Parakseno Sinesthima (in Greek Παράξενο συναίσθημα meaning Strange feeling) is the 2005 debut album of Greek singer of Cypriot/Lebanese origin Sarbel released in Greek language and released on Sony BMG label. The album was certified gold and was re-released in 2006 in a new edition with a greater number of songs and remixes.

Done mostly in a dance pop style, the album uses many elements of traditional Greek music (Laiki) in modern fashion as well as Middle Eastern music. The main success from the album was "Se pira sovara" (in Greek Σε πήρα σοβαρά), a traditional Tunisian song "Sidi Mansour" by Saber Rebaï. Another song from the album "Skliri kardia" was also a Greek version of "Habibi Dah Nari Narien" made famous Hisham Abbas.

There were four singles released from the album. Besides "Se Pira Sovara", there were "Sokolata", "Enas apo mas" and "Thelo na petakso".

Track listings

Original release (2005)

------------------------

▶ EXERCISE INSTRUCTIONS
1: In the article on Sarbel's debut album, write out the passage starting at "Done mostly in" and ending at "Original release (2005)", swapping "album" for "record".
2: Name every single released from Sarbel's debut album, as listed in the article.
3: Extend the article on Sarbel's debut album past its last line.
The material after this has no role in any of this work.

▶ SUPPLIED INFORMATION
------------------------

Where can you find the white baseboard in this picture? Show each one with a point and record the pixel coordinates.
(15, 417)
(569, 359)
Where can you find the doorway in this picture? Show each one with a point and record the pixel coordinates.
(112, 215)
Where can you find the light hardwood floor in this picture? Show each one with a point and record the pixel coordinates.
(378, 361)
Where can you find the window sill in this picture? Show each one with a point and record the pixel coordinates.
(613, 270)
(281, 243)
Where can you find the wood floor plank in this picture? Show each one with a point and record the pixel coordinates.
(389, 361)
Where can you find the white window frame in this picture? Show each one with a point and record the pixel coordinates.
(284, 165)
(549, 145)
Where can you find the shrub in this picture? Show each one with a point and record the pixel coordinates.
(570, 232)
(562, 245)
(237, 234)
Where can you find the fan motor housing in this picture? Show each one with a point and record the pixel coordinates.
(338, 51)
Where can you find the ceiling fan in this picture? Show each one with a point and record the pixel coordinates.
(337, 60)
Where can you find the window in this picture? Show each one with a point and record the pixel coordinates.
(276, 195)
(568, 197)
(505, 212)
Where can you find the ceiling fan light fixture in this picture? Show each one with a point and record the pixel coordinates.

------------------------

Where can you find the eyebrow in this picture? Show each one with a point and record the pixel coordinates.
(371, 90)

------------------------

▶ TASK-BY-TASK OUTPUTS
1:
Done mostly in a dance pop style, the record uses many elements of traditional Greek music (Laiki) in modern fashion as well as Middle Eastern music. The main success from the record was "Se pira sovara" (in Greek Σε πήρα σοβαρά), a traditional Tunisian song "Sidi Mansour" by Saber Rebaï. Another song from the record "Skliri kardia" was also a Greek version of "Habibi Dah Nari Narien" made famous Hisham Abbas.

There were four singles released from the record. Besides "Se Pira Sovara", there were "Sokolata", "Enas apo mas" and "Thelo na petakso".

Track listings

Original release (2005)

2: "Se Pira Sovara", "Sokolata", "Enas apo mas", "Thelo na petakso"

3:
Skliri kardia (Habibi Dah Nari Narien)
Se pira sovara (with Irini Merkouri)
Paraxeno sinesthima
Monaha esi
De me niazi
Sokolata
Sopa
Peripetia
Zontanos nekros
Ta psihologika sou
Den boris
Zo
Adinaton
Se pira sovara (Sfera mix by Nikos Nikolakopoulos)

Special edition (2006)
Thelo na petaxo
Boro Boro
Sokolata (remix)
Monaha esi (remix)
Skliri kardia (Habibi Dah Nari Narien)
Se pira sovara (with Irini Merkouri)
Paraxeno sinesthima
Monaha esi
De me niazi
Sokolata
Sopa
Peripetia
Zontanos nekros
Ta psihologika sou
Den boris
Zo
Adinaton
Se pira sovara (Sfera mix by Nikos Nikolakopoulos)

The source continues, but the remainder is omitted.